PROBLEM TO WORK ON:
Copy out the lines of the material word for word, beginning at the line that contains "query | skater's face" and stopping after the line that contains "[(199, 308), (203, 136), (44, 56)]".

RECORDS FOR THIS TASK:
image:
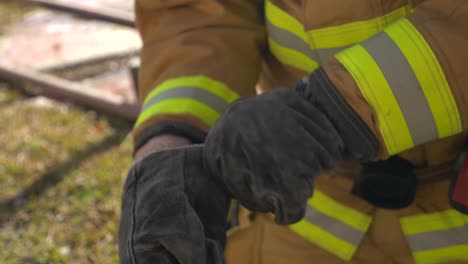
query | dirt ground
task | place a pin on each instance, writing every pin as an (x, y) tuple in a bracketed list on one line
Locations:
[(61, 175)]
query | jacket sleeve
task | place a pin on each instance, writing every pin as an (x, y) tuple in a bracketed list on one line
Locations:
[(198, 56), (409, 83)]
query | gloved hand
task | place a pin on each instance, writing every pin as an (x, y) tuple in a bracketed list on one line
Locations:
[(172, 211), (267, 149)]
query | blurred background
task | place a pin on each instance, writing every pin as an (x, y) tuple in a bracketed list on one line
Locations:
[(67, 104)]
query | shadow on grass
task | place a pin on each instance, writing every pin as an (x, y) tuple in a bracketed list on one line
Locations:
[(55, 175)]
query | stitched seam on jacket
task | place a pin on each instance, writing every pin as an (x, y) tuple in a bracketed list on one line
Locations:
[(342, 106)]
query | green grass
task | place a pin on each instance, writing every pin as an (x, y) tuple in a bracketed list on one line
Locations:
[(61, 175)]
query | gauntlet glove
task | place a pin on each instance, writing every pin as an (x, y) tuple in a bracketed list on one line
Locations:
[(172, 211), (267, 149)]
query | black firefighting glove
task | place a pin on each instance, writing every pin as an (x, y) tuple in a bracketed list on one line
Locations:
[(172, 211), (267, 149)]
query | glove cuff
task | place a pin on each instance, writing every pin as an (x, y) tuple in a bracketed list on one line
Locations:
[(360, 142)]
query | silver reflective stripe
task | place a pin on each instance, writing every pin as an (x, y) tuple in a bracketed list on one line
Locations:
[(291, 41), (333, 226), (216, 103), (405, 87), (439, 239)]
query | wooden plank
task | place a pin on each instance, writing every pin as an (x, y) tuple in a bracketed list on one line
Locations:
[(101, 13), (66, 90)]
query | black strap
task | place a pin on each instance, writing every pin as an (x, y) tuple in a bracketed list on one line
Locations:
[(389, 184)]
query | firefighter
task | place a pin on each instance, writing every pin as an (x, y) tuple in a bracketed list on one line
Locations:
[(356, 161)]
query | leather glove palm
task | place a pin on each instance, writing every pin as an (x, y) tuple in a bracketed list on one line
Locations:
[(267, 149), (172, 210)]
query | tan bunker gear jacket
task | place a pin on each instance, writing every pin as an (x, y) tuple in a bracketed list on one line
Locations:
[(402, 65)]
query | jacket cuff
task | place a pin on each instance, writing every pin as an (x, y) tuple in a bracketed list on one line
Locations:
[(182, 129), (361, 143)]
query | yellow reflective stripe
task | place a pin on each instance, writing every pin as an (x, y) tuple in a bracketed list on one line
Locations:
[(180, 106), (379, 95), (442, 255), (354, 32), (431, 222), (203, 82), (430, 76), (347, 215), (285, 21), (292, 57), (324, 239)]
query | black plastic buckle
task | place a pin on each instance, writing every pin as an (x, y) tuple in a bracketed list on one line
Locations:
[(458, 193)]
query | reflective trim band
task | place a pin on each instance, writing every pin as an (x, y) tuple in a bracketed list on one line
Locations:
[(199, 96), (285, 21), (429, 74), (405, 86), (379, 95), (400, 77), (347, 215), (287, 40), (433, 222), (332, 226), (292, 57), (443, 255), (180, 106), (203, 82), (290, 40), (216, 103), (437, 237), (292, 45), (355, 32), (293, 51)]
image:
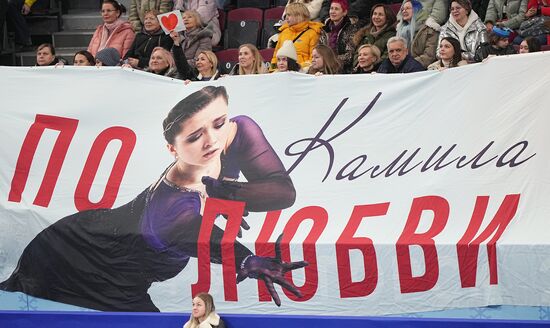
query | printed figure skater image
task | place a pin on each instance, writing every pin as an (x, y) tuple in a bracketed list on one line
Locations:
[(106, 259)]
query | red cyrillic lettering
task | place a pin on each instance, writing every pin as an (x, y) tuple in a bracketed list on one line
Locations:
[(320, 219), (468, 249), (67, 129), (347, 242), (440, 207), (82, 192), (234, 210)]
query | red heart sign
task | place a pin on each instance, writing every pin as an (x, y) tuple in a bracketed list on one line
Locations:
[(169, 22)]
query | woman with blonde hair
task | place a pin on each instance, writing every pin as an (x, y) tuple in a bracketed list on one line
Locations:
[(205, 69), (324, 61), (313, 6), (380, 29), (301, 31), (204, 313), (250, 61)]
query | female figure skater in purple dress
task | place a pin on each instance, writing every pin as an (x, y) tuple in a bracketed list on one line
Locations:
[(107, 259)]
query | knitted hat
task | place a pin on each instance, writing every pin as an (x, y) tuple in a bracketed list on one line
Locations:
[(108, 56), (288, 50), (502, 32), (417, 5), (343, 3)]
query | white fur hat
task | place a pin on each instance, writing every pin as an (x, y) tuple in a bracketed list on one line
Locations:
[(288, 50)]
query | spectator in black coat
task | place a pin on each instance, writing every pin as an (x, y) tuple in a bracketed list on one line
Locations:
[(399, 60), (150, 37)]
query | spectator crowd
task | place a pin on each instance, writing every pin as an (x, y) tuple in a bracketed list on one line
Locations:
[(314, 37)]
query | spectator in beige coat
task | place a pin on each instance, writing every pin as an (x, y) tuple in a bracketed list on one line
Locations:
[(138, 8)]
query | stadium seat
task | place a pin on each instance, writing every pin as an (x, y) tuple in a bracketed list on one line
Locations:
[(263, 4), (244, 25), (271, 16), (222, 18), (227, 59)]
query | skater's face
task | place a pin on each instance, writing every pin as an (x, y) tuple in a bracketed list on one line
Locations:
[(199, 308), (203, 136), (44, 56)]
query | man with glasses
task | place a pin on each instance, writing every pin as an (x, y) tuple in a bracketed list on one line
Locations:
[(399, 60)]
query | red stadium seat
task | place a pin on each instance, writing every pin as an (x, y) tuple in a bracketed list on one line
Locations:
[(227, 59), (222, 18), (271, 16), (244, 25), (395, 7)]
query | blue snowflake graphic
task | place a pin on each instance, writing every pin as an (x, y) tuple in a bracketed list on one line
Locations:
[(27, 303), (544, 312)]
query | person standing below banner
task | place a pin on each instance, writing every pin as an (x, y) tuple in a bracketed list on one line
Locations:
[(114, 32), (338, 33), (399, 60), (203, 314), (208, 12)]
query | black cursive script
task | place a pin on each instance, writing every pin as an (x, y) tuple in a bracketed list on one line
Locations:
[(406, 161)]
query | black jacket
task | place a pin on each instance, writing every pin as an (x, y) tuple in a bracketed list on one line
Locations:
[(144, 43)]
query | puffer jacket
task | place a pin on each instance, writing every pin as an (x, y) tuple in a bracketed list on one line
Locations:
[(436, 9), (208, 10), (213, 320), (485, 50), (475, 34), (304, 44), (145, 42), (195, 41), (515, 12), (344, 45), (314, 7), (138, 8), (121, 39)]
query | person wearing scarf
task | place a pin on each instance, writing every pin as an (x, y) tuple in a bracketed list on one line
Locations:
[(338, 33), (420, 32), (465, 26), (380, 29), (114, 32)]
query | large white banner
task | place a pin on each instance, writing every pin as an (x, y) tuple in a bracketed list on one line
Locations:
[(414, 192)]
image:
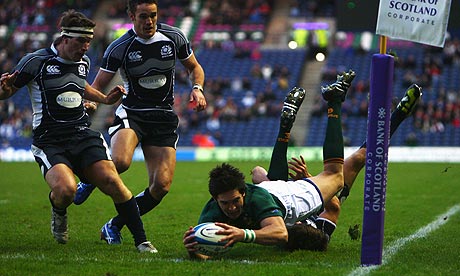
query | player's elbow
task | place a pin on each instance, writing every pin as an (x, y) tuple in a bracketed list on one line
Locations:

WRITTEN SOLUTION:
query | skater's face
task | place a pin on each instance, writing every pin as an (x, y) tuple in a bracketed list on one line
Locations:
[(199, 308), (203, 136), (44, 56)]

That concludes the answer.